[WHAT IS NEEDED] A precise reproduction of every record below is needed, minus the pictures.

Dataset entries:
···

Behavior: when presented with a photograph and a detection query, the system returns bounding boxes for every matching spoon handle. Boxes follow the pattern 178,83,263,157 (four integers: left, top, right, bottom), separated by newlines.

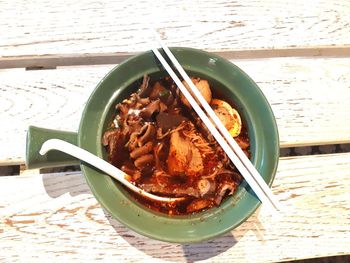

40,139,181,202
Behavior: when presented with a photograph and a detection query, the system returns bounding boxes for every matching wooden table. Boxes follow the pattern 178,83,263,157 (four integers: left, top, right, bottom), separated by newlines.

1,1,349,262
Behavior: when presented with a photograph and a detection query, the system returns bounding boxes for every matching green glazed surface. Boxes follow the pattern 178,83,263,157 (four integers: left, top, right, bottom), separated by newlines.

26,126,79,169
77,47,279,243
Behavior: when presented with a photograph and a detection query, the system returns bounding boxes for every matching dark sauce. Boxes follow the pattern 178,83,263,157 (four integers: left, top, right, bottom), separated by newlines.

104,76,250,215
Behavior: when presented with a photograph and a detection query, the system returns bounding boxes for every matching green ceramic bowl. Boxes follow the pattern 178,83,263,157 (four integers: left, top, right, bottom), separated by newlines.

26,47,279,243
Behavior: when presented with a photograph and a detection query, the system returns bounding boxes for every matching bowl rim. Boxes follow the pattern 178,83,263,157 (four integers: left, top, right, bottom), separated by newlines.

78,47,279,243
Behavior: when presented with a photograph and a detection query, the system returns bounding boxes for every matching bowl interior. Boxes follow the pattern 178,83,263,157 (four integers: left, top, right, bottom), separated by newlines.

78,47,279,243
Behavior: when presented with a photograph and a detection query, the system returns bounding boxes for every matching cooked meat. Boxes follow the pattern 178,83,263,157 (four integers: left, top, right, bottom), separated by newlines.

102,129,127,165
215,182,236,205
216,168,242,182
187,199,213,213
149,81,167,100
102,129,118,146
125,115,143,135
138,75,151,97
103,75,248,215
140,171,217,200
167,129,204,177
138,96,150,106
116,103,129,115
180,78,212,108
159,102,168,112
140,181,200,198
140,99,160,120
156,112,187,132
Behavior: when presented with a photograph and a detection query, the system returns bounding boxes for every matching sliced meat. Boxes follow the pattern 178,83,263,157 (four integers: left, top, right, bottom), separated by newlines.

102,129,118,146
140,183,200,198
139,170,201,197
156,112,188,132
159,101,168,112
149,81,167,100
140,99,160,119
103,74,246,215
189,148,203,175
167,130,204,176
122,93,138,107
138,75,151,97
116,103,129,115
180,78,212,109
102,129,127,165
163,92,174,106
125,115,143,134
216,168,242,182
149,81,174,105
138,97,150,106
215,182,236,205
187,199,213,213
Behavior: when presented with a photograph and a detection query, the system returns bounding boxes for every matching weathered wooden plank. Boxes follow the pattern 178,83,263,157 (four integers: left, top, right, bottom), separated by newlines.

0,0,350,59
1,57,350,164
0,153,349,262
2,46,350,69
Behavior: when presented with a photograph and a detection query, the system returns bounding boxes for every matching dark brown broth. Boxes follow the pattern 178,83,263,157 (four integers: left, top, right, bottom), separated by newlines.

105,76,250,215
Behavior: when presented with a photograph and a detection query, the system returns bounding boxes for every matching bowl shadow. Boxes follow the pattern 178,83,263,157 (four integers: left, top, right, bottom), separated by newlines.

103,208,239,262
42,171,90,198
42,171,265,262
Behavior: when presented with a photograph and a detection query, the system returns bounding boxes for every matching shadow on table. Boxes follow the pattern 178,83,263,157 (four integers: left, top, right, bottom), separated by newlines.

103,209,265,262
103,209,238,262
41,172,265,262
42,171,91,198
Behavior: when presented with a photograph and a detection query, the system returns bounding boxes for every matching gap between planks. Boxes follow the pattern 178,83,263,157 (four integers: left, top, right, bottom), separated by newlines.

1,46,350,69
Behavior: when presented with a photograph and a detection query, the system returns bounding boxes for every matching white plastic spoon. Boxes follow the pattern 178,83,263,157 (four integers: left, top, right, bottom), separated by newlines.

40,139,183,202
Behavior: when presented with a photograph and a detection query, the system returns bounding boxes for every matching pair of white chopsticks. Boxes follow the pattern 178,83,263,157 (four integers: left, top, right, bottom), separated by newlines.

151,32,280,214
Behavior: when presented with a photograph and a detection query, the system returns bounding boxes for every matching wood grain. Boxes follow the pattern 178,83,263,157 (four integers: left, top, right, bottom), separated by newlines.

0,153,349,262
1,57,350,164
0,0,350,58
2,46,350,69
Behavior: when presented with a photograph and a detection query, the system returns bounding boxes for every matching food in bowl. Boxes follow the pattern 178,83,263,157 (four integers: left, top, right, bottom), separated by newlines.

26,47,279,242
102,75,250,215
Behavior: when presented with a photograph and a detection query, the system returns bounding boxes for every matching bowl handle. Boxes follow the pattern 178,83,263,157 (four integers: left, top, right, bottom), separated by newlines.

26,126,80,169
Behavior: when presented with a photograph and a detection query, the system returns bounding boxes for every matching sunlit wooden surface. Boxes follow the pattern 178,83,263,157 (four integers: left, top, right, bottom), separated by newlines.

1,58,350,164
1,154,349,262
1,0,349,262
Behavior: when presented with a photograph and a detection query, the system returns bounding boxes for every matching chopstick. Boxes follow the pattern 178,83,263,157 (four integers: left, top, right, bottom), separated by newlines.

151,33,280,213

···

[ANSWER SPACE]
Behavior: when presented with a photograph and a detection query, the system returns bounding boxes for every matching spoon handle. Boxes follow the pattern 178,83,263,157 (four integers: left, top, right, bottom), separated by newlines.


40,139,181,202
Behavior: when presented with a photograph and a detection query, the system returns bounding boxes for every matching wooden table. Boxes follow the pattern 178,83,263,157 (four integers: left, top, right, bottom), separated by newlines.

1,1,349,262
Behavior: when presented with a photograph and a detection query, the system returns bounding boxes for every matching green glazed surface. Boxes follow the pattern 178,83,263,157 (four integers: left, top, right, bottom), separated by newlines.

26,126,79,169
77,47,279,243
Behavior: when presented with a photograph and a detection query, the system returns bounding boxes for every matching dark sauce. Boxes follow the pattern 178,83,263,157 (four integers: left, top, right, bottom), separated by newlines.

104,76,250,215
Behavior: when presented with a photograph and a detection query, the system returns bounding boxes for every matching green ceramic bowl. Boxes follow the pattern 178,83,263,157 (four integers: left, top, right, bottom), separated by newlines.

26,47,279,243
Behavior: when presented with a photograph and a detection query, the system returns bounding boxes for every matching bowl rim. Boxes follow the pattern 178,83,263,157 (four integers: left, top, right, bottom), separated by newlines.

78,47,279,243
Behavior: when presented with a photograph and a detection query, the system returns bounding boxes for every matching bowl interior. Boxes follow the pattern 178,83,263,157 (four integers: left, top, right, bottom), separated by newlines.

78,47,279,243
Behavior: when presented with a photograph and a detection query, the system returns bounding boxes for every matching cooked meat. Boxes follow the pattern 178,83,263,157 (four integers: left, top, right, bottom), separated by newlines.

102,129,127,165
215,182,236,205
216,168,242,182
187,199,213,213
149,81,167,100
102,129,118,146
125,115,143,135
138,75,151,97
103,75,248,215
140,171,217,200
167,129,204,177
138,96,150,106
116,103,129,115
180,78,212,108
159,102,168,112
140,181,200,198
140,99,160,120
156,112,187,132
Behavior: when presented with a photograph and a detection query, the system returns bounding boxes for every matching sliced meat. Boxes follow the pattern 178,83,263,157 (four integers: left, top, right, bottom), separated by newlines.

102,129,118,146
140,183,200,198
139,170,201,197
156,112,188,132
159,101,168,112
149,81,167,100
140,99,160,119
103,74,246,215
189,148,203,175
167,130,204,176
122,93,138,107
138,75,151,97
116,103,129,115
180,78,212,109
102,129,127,165
163,92,174,106
125,115,143,134
216,168,242,182
149,81,174,105
138,97,150,106
215,182,236,205
187,199,213,213
Behavior: when presented with a photograph and a detection query, the system returns bounding boxes for every matching weathered wooden plank. Boxes follow the pattern 178,83,263,157 (four integers: left, top, right, bottom), separated by newlines.

0,0,350,59
1,57,350,164
0,153,349,262
2,46,350,69
Behavior: when presented with a photograph and a detection query, the system returns bounding boxes for every matching dark brown broth. Boxes follow the pattern 178,83,263,157 (four integers: left, top, right, bottom), separated by newlines.

105,76,250,215
Behavior: when presented with a photograph and a detection query, the system returns bounding boxes for every matching bowl shadow. Boxes follow the pattern 178,83,263,157 (four integers: left, top, right, bottom), separated by newlines.

103,208,239,262
42,171,90,198
42,171,265,262
Behavior: when presented with a photograph and a detection query, the system returns bounding boxes for every matching shadow on table. Boxes follow the pattern 178,83,263,157 (four integers: left, top, right, bottom), separated by newlines.

103,209,265,262
103,209,238,262
41,172,265,262
42,171,91,198
Behavior: when presented with a photograph and a detection query, the system returns bounding boxes for every matching gap between planks. Boxes follow the pattern 178,83,263,157 (four integers: left, top, right, bottom), separated by newlines.

1,46,350,69
Behavior: when presented with a photograph and a detection query, the system returns bounding boxes for every matching white plastic spoon. Boxes follow the pattern 178,83,263,157 (four integers: left, top, right, bottom), separated by newlines.

40,139,183,202
Behavior: when presented with a photograph and a detection query, the system returns bounding boxes for every matching pair of white chopsticks. Boxes follow the pattern 178,83,263,157 (four integers: left, top, right, bottom), separated by newlines.

151,32,280,214
Behavior: when presented with a photograph and a detection query, the system returns bounding boxes for every matching wood grain. Boxes follow the pattern 178,83,263,157 (four integers: left, top, right, bottom), separated by newlines.

0,153,349,262
1,57,350,164
0,0,350,58
2,46,350,69
Behavior: when presented with a photograph and a detection query, the system returns bounding boxes for every matching food in bowl. Boxes follow the pattern 178,83,263,157 (four integers: left, top, right, bottom), separated by newlines.

26,47,279,242
102,75,250,215
Behavior: when presented with a photograph and a detection query, the system returns bounding boxes for every matching bowl handle. Boxes follow the pattern 178,83,263,157 (four integers: left, top, right, bottom), separated by newlines.

26,126,80,169
Behavior: when presented with a photograph and a detection query, the system returns bounding boxes for every matching sunlit wooden surface. Boxes follow the pattern 178,83,263,157 (four integers: left, top, right, bottom), separated by newlines.

1,58,350,164
1,154,349,262
1,0,349,262
Behavior: when presented with a photograph and a detection query, the system returns bounding boxes for every matching chopstick. Boxes follow the pattern 178,83,263,157 (four integers: left, top, right, bottom), separated by newlines.

151,33,280,213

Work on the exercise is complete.